Procuravam-se três voluntários
para juntar-se aos 13 que já se
comprometeram a viver na usina
de energia Bagdá Sul para tentar
impedir que seja bombardeada,
em caso de guerra.
Voluntários vindos de meia dúzia de países pretendiam instalar-se em um dormitório coletivo na
usina, local que, afirmam, lhes foi
sugerido pelo governo iraquiano.
Desde que chegaram ao Iraque,
no início do mês, visitam hospitais, usinas de tratamento de água
e instalações críticas para a população civil.
"Já nos mostraram vários locais,
e um deles era essa usina elétrica",
disse o militante antiguerra britânico Godfrey Meynell, 68. "Sou a
favor de ficarmos nesse local porque me parece que, se a eletricidade for cortada, o tratamento de
água sofrerá os efeitos, além dos
hospitais. É claro que os EUA parecem ter se tornado tão imorais
que há poucas chances de que isso
faça a menor diferença."
Como boa parte do confronto
atual com o Iraque, a questão dos
escudos humanos remete à Guerra do Golfo. Depois de invadirem
o Kuait, em 1990, os iraquianos
arrebanharam centenas de trabalhadores petrolíferos, bancários e
estrangeiros residentes no país e
os obrigaram a viver durante meses em vários locais de risco, incluindo instalações industriais e
bases militares iraquianas. Foram
soltos antes do início da guerra,
em 1991. Os EUA já avisaram várias vezes que, mesmo que os escudos humanos sejam voluntários, dessa vez sua utilização será
vista como crime de guerra. "Usar
escudos humanos não é estratégia
militar -é assassinato, violação
das leis do conflito armado e crime contra a humanidade. E será
tratado como tal", disse o secretário de Defesa, Donald Rumsfeld.

### Material de apoio
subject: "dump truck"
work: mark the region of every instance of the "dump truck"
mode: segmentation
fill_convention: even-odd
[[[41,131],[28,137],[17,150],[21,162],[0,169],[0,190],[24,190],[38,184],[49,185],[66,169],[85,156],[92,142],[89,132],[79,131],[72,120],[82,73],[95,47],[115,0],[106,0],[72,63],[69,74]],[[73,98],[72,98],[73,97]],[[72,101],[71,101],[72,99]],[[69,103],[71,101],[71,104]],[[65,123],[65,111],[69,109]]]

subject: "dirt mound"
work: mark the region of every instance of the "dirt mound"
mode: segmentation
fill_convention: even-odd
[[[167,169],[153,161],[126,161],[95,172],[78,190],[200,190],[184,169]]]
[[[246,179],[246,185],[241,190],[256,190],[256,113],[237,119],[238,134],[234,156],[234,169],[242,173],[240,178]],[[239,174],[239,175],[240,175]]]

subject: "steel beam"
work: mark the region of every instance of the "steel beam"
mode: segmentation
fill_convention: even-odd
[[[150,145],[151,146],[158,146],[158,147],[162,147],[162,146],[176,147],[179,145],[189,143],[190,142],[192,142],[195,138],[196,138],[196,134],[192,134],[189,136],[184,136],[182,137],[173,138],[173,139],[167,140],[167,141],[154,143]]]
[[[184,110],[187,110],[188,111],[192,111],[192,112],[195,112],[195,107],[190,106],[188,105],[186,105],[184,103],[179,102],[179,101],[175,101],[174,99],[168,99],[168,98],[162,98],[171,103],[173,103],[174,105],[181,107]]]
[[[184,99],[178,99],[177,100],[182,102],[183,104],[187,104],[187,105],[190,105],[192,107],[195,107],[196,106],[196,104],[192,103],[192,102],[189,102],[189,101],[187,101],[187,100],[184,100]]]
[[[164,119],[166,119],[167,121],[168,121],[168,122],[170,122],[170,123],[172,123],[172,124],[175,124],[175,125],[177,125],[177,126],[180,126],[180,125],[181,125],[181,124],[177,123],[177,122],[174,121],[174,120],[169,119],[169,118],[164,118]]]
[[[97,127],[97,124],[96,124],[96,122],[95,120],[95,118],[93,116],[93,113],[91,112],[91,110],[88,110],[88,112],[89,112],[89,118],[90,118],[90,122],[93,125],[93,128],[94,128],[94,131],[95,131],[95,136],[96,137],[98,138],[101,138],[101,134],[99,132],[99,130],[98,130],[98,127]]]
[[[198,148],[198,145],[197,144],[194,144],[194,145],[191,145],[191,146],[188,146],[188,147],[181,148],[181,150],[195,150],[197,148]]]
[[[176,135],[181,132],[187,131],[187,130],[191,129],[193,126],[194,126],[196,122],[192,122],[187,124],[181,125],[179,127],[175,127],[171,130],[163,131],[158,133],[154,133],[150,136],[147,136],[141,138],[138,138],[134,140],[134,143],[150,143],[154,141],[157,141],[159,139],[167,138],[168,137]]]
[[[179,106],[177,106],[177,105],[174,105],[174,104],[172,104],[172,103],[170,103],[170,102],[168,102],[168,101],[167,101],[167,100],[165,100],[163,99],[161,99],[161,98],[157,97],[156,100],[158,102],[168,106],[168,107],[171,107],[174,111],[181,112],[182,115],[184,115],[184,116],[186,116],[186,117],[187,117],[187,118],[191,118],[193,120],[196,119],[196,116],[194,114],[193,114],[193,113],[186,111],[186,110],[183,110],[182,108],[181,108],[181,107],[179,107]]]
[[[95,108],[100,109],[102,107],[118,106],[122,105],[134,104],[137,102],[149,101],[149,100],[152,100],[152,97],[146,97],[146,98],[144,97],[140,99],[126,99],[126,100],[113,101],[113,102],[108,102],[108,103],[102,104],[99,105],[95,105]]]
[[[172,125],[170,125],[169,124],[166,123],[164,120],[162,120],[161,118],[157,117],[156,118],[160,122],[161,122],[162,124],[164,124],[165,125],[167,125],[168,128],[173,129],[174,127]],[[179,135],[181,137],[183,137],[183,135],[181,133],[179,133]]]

### Propostas de atividade
**1)** Edite o texto sobre os escudos humanos em tudo o que vai de "Procuravam-se três voluntários" até "caso de guerra.", trocando "três" por "quatro".
**2)** Prossiga com o texto sobre os escudos humanos a partir do ponto em que ele termina.
Não é preciso consultar o material para realizar as atividades.

### Respostas apresentadas
**1)**
Procuravam-se quatro voluntários
para juntar-se aos 13 que já se
comprometeram a viver na usina
de energia Bagdá Sul para tentar
impedir que seja bombardeada,
em caso de guerra.

**2)**
Os voluntários discordam. "Isso
é um absurdo", disse o veterano
fuzileiro naval Ken Nichols
O'Keefe, 33, que iniciou a idéia
dos escudos humanos voluntários. "Eles não estão me usando.
Sou voluntário."
No início deste mês, o vice-primeiro-ministro iraquiano, Tareq
Aziz, disse que os estrangeiros são
bem-vindos. "Eles devem vir e se
posicionar em lugares de que precisamos para sobreviver."
O governo iraquiano está pagando para alojar os voluntários
em pequenos hotéis no centro de
Bagdá. Oferece a eles telefonemas
gratuitos ao exterior e acesso à internet para fazer lobby com conterrâneos nos países de origem.
Mas diplomatas ocidentais dizem não ter certeza se, depois que
o cerco começar, o governo vai
querer a dor de cabeça de relações
humanas que os escudos humanos vão representar. Alguns dos
escudos têm a mesma dúvida.
Outros já estão tomando consciência do lado sinistro de algo
que alguns dizem ter interpretado, com certa ingenuidade, como
uma espécie de protesto incomum contra a guerra.
Os escudos destacam que vieram para Bagdá para proteger civis, não para manifestar apoio ao
governo iraquiano. Mas os iraquianos sempre ignoram distinções desse tipo.
O número de escudos humanos
ainda é incerto. No mural do grupo, na quinta-feira, saltou de 97
para 132 com a chegada de novos
voluntários, mas apenas cerca de
60 compareceram à reunião. Desse total, 18 são americanos. Os organizadores do encontro prevêem que sejam milhares.
Mas outras delegações de paz
reclamam do fato de que frequentemente são todas tratadas conjuntamente como escudos. "Não
estou aqui para virar mártir", disse a atriz alemã Beate Malkus, 33.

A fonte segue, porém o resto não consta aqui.